**What to do:**
1. In the book review, which piece of advice does the reviewer call especially disrespectful?
2. Reproduce verbatim the part of the book review between "-Never tell your" and "only when necessary).....", inclusive.

**Extract to read:**
══════════
Some of the advice given in this book is indeed correct and I have been doing it since long before I read this book. But some of it is simply wrong, or too extreme. Here are some examples of the good and bad:

-Express your desires: good
-Ask for help: good
-Don't take responsibility for everything, but allow your partner to be responsible for a lot, too: good
-Focus on the positive attributes of your partner: good
-Express appreciation for what your partner does: good
-Don't insist on making all the decisions: good
-Don't assume your partner is incompetent: good
-Don't point out mistakes that are obvious: good

-Never tell your husband your opinion on which method of doing something is better: bad
-Never ever give your husband advice--even when asked: bad
-Never criticize anything about your husband ever: bad
.....(However one should learn to give constructive criticism gently and only when necessary).....
-Force yourself to trust your husband without any evidence that he is trustworthy: bad
.....(However one should certainly give one's partner the chance to earn trust before assuming he/she is untrustworthy. A real chance, not a test rigged against him/her that he/she cannot ever pass).....
-Even if you know your husband's action will lead to inconvenience or negative consequences, do not ever tell him, but let him suffer the consequences and learn from them on his own: bad
.....(This one is especially disrespectful! By doing this, you assume that he is only capable of learning through experience, like a child or an animal, rather than having the adult ability to learn through abstract reasoning based on 2nd-hand information).....
══════════
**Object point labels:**
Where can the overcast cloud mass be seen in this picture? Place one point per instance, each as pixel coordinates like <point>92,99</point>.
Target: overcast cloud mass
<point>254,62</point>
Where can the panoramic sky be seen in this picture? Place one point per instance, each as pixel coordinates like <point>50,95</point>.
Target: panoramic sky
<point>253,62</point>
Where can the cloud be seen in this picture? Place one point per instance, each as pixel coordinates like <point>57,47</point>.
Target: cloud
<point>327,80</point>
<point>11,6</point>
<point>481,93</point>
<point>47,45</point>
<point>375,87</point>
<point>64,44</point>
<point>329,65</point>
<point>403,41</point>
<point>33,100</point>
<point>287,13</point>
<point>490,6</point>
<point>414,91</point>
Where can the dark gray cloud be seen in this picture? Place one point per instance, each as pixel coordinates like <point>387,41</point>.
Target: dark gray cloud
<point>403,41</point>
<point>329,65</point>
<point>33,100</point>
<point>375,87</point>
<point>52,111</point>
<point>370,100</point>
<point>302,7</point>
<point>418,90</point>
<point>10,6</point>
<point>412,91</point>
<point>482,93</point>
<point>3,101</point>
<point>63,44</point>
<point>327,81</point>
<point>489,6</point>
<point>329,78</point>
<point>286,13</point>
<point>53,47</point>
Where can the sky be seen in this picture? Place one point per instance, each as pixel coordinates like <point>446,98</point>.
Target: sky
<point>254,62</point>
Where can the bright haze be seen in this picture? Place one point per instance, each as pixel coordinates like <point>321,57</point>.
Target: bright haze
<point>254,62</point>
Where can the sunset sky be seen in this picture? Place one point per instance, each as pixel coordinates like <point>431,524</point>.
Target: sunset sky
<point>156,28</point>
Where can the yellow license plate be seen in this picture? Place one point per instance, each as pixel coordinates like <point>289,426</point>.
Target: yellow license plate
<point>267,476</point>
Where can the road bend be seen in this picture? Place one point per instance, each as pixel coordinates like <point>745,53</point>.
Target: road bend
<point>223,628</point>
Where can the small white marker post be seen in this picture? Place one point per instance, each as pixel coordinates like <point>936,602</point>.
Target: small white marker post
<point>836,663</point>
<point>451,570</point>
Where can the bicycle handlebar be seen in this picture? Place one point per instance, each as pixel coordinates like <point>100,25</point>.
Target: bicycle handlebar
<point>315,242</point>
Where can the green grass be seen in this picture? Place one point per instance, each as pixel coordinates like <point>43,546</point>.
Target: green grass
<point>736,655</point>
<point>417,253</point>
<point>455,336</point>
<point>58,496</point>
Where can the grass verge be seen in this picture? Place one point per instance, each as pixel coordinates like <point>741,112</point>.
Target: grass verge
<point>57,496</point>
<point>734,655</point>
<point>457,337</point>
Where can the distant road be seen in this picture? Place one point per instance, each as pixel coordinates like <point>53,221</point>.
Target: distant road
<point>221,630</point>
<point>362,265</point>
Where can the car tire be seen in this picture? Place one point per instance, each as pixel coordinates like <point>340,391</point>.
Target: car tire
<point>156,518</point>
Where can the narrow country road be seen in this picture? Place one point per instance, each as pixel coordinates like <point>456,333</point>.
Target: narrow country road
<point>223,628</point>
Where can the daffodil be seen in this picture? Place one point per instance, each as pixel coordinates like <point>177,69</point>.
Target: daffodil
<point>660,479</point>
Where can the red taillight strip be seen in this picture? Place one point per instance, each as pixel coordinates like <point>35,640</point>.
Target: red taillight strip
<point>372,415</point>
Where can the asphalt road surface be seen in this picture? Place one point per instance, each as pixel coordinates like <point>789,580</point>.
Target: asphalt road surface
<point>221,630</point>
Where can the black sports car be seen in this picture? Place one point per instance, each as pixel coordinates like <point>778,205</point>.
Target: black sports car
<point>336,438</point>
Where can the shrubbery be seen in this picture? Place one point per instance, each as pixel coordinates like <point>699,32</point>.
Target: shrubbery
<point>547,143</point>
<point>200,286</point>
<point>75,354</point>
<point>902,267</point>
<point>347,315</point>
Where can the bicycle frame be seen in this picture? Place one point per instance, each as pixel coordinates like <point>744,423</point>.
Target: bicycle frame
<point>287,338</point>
══════════
**Solutions to each task:**
1. Never telling the husband that his action will lead to inconvenience or negative consequences, and letting him suffer them and learn on his own.

2.
-Never tell your husband your opinion on which method of doing something is better: bad
-Never ever give your husband advice--even when asked: bad
-Never criticize anything about your husband ever: bad
.....(However one should learn to give constructive criticism gently and only when necessary).....